Zadanie do wykonania: Wypisz wszystkie rodzaje haseł niesionych przez spacerowiczów, które wyróżnia poniższy artykuł o protestach.

Artykuł:

##########

Przeskocz do treści

Pypcie w czasach zarazy

Od czasu do czasu wracam do książki Michała Rusinka Pypcie na języku (Wyd. Agora, Warszawa, 2017). W rozdziale Niesort autor odnosi się do bodaj najsłynniejszego
w ostatnich latach hasła dzielenia nas na lepszych i gorszych. Wiedziony tym tropem, przyjrzałem się wypowiedziom płynącym z różnych stron w związku
z protestami wobec decyzji TK z 22.10.2020.

Wśród haseł niesionych przez spacerowiczów odnajdziemy:

  1. Bezpośrednio wyrażane oczekiwania, np. W*********ć, lub sprecyzowane
    z historyczno-literackim nawiązaniem: Jarku, daj, ać ja pobruszę, a ty wyp**.
  2. Wnioski: Rząd nie ciąża, można usunąć,
  3. Pokazanie konsekwencji popełnionych błędów: Było nas nie wku***ć.
  4. Hasła łamiące cielesne tabu. Ich śmiałość bez wątpienia jest zamierzona i poza wyrażeniem sprzeciwu mają zapewne za zadanie zawstydzić adresatów, przebijając się przez ich udawaną pruderię: Mam głębokie gardło, ale tego nie przełknę; Módlcie się, żeby nam się okresy nie zsynchronizowały.
  5. Prześmiewcze: urodzę wam lewaka (mój faworyt w kategorii pomysłowości).

Zróżnicowanie przekazu oraz stosowanie słów w nowych kontekstach (patrz też: Trzy po 33) pokazuje koloryt oraz różne odczuwanie dolegliwości związanych
z decyzjami rządzących. Są coraz śmielsze i śmieszniejsze. Utrzymywanie świeżości jest znakomitym pomysłem, wiąże się jednak z ryzykiem rozmycia i osłabienia przekazu.

Jak reagują czynniki oficjalne? Zauważyłem, że:

  1. Z Pałacu Prezydenckiego, a więc z miejsca, które ma pośredni wpływ na przebieg wydarzeń, płyną zarówno koncyliacyjne, ale mało zdecydowane sygnały (Agata Duda: „Stawiam pytanie, czy każdy jest zdolny do heroizmu i czy kobiety muszą być zmuszone do heroizmu”), jak i jednoznaczne (Kinga Duda — opinia szeroko komentowana w mediach). Obie panie jednak zajęły stanowisko dopiero siódmego dnia protestów, co bardzo osłabia ich wypowiedzi. O zdaniu głowy państwa nie piszę, gdyż usłyszeliśmy dwie opinie.
  2. Język przedstawicieli rządu to takie no pasaran władzy. Oto kilka przykładów:
    1. „Takie osoby będą traktowane jak przestępcy. Grozi im do 8 lat więzienia za narażanie na uszczerbek na zdrowiu i życiu” — Michał Woś, wiceminister sprawiedliwości o organizatorach protestów (za gazeta.pl);
    2. „Ci, którzy je organizują, ale także ci, którzy w nich uczestniczą, dopuszczają się przestępstwa” — Jarosław Kaczyński o protestujących w swoim przemówieniu z 27.10.2020;
    3. „Jedynym ich postulatem jest to, żeby robić burdy na ulicach, żeby profanować świątynie, zakłócać msze święte, niszczyć mienie publiczne i prywatne — rzeczniczka PiS Anita Czerwińska o protestujących (za wiadomości.radiozet.pl)

##########

Dane wejściowe:

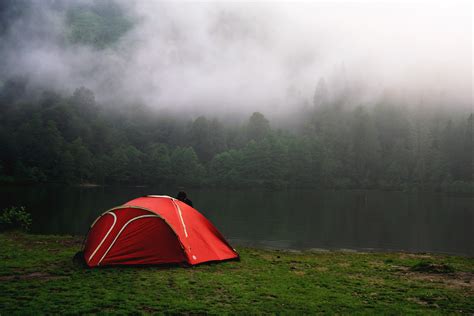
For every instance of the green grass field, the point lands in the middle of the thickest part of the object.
(37, 276)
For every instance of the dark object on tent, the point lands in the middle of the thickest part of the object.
(183, 197)
(154, 230)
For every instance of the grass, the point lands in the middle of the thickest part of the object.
(37, 276)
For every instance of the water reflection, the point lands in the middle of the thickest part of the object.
(283, 219)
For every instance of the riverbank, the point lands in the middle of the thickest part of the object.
(37, 275)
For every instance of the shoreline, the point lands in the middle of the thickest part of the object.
(37, 275)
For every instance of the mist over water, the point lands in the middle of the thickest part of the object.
(224, 58)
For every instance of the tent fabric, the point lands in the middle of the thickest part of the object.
(154, 230)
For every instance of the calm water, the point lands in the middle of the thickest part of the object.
(285, 219)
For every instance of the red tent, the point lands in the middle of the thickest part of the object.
(154, 230)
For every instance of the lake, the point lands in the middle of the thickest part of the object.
(357, 220)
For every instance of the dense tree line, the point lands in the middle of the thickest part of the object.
(48, 137)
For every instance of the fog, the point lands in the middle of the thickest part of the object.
(239, 57)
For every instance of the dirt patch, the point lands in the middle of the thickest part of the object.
(455, 280)
(31, 276)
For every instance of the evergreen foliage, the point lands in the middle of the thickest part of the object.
(72, 139)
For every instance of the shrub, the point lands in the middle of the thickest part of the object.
(15, 218)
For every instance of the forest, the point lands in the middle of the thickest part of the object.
(49, 137)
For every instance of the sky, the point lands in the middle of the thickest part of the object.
(228, 57)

##########

Odpowiedź poniżej:
1. Bezpośrednio wyrażane oczekiwania
2. Wnioski
3. Pokazanie konsekwencji popełnionych błędów
4. Hasła łamiące cielesne tabu
5. Hasła prześmiewcze